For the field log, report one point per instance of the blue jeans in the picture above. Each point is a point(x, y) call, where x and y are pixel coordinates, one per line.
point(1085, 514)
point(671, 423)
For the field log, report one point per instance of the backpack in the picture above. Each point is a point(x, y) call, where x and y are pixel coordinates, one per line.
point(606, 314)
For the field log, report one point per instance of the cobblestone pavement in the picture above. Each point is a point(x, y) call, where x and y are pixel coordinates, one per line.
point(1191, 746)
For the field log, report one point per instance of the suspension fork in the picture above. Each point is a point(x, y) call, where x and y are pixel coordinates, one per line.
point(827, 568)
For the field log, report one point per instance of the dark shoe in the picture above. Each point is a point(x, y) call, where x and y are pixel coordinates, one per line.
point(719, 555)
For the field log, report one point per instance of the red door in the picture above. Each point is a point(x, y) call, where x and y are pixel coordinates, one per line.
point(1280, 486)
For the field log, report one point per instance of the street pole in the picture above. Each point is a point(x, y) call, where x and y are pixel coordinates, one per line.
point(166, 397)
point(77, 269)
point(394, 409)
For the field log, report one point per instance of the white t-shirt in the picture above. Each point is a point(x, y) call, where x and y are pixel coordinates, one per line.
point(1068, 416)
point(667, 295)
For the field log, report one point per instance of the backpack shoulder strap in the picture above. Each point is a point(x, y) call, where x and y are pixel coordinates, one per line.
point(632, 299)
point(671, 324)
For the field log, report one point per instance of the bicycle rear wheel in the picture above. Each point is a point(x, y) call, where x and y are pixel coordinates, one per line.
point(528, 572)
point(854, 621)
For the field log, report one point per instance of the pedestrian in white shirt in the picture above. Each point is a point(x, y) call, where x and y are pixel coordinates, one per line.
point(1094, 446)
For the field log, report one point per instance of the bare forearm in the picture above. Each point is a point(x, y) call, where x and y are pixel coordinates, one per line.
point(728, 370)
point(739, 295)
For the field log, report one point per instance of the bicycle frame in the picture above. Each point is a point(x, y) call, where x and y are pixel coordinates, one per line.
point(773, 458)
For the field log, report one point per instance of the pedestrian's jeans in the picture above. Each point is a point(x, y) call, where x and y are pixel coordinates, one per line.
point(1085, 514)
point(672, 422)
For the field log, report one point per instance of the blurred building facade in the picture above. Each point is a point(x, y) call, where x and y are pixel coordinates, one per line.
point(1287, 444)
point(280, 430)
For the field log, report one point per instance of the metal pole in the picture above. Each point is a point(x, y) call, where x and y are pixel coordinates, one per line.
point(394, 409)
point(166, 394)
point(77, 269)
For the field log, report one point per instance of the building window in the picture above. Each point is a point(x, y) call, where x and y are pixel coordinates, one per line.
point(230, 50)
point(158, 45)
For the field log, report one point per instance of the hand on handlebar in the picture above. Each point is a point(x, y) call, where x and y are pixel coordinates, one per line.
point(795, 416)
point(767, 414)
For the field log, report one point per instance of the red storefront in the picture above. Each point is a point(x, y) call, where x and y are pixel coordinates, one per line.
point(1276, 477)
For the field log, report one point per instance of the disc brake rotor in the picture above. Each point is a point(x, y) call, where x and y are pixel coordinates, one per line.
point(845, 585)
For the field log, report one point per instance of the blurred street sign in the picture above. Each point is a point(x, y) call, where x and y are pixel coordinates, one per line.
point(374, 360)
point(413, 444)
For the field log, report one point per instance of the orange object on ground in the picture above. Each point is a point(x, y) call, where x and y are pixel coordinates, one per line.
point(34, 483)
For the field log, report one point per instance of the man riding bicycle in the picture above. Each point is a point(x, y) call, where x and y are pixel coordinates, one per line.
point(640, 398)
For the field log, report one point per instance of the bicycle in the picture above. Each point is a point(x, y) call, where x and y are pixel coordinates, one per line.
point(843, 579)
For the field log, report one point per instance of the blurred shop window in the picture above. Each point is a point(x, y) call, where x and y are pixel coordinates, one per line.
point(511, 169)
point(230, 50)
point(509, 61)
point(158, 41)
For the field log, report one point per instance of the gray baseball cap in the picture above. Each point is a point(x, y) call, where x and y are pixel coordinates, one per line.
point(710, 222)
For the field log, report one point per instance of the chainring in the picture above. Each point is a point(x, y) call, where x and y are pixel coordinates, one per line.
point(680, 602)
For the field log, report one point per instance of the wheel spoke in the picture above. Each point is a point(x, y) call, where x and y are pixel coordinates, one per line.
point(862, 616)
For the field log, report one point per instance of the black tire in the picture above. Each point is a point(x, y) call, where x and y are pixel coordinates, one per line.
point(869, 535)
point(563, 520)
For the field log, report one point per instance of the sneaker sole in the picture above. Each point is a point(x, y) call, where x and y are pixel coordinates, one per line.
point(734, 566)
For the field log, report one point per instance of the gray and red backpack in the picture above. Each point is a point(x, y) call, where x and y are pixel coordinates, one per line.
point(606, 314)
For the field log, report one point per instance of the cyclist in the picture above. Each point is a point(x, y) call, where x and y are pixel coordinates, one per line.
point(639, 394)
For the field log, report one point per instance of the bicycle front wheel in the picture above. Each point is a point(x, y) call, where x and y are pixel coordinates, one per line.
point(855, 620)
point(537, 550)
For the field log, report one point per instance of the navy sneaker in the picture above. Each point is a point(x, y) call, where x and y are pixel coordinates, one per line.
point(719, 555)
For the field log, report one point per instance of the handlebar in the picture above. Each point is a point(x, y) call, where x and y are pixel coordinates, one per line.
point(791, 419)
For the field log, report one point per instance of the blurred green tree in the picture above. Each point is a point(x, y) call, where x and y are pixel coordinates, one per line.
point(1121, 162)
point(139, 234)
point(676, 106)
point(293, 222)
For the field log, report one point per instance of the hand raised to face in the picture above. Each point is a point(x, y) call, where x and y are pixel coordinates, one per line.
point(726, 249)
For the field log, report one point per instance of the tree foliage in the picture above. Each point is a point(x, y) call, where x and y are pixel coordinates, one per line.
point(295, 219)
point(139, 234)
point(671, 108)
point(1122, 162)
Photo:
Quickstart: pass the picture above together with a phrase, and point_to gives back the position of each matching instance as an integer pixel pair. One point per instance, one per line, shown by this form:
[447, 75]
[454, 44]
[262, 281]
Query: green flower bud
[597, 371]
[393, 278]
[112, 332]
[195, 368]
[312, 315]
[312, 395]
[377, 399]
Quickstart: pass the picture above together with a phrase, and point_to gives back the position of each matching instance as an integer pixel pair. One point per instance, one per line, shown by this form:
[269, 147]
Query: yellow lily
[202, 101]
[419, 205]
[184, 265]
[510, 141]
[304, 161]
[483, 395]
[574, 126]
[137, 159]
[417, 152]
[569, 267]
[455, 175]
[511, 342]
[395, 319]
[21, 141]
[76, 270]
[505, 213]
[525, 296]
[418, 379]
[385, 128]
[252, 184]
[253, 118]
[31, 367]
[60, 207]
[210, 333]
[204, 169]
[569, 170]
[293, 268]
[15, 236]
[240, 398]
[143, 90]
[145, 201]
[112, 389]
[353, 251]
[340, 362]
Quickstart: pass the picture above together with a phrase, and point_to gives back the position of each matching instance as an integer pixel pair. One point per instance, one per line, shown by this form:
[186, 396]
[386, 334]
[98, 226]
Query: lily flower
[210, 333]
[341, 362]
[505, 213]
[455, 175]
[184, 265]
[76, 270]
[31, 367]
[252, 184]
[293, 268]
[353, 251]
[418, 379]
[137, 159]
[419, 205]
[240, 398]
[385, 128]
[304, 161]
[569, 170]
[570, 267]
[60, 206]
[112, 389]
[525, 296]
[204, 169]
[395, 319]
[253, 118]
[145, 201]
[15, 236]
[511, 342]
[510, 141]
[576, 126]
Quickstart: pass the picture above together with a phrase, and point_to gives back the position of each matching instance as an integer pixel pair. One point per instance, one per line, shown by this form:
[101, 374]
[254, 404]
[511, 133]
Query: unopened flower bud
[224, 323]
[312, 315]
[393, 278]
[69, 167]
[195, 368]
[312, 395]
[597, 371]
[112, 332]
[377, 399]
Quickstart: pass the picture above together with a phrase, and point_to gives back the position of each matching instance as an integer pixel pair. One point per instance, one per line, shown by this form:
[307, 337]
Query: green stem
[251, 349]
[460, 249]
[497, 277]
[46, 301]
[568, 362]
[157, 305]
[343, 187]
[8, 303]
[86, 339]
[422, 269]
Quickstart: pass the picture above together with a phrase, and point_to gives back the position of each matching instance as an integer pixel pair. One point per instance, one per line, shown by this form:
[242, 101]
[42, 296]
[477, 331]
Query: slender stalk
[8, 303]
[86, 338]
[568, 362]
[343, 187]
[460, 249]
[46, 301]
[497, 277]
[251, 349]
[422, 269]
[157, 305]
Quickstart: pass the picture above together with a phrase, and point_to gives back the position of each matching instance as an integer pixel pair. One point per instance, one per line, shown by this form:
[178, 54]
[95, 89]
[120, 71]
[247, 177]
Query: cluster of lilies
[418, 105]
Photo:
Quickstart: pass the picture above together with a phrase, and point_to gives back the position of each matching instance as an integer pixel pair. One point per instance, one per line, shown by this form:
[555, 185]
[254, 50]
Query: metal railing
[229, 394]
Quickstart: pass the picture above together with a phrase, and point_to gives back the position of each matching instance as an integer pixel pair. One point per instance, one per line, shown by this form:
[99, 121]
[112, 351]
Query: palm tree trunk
---*---
→ Work required: Quote the rows from the line with "the bicycle frame" up to and including the line with "point(672, 422)", reproducing each one character for character.

→ Answer for this exercise:
For the field log, report one point per instance of the bicycle frame in the picture above. Each point is a point(x, y) call, where x and y are pixel coordinates, one per line.
point(773, 458)
For the field log, report one point per instance of the pedestrian's jeans in the picture above. Each point is a point(x, y) call, where x and y are pixel coordinates, one per line.
point(1085, 514)
point(672, 422)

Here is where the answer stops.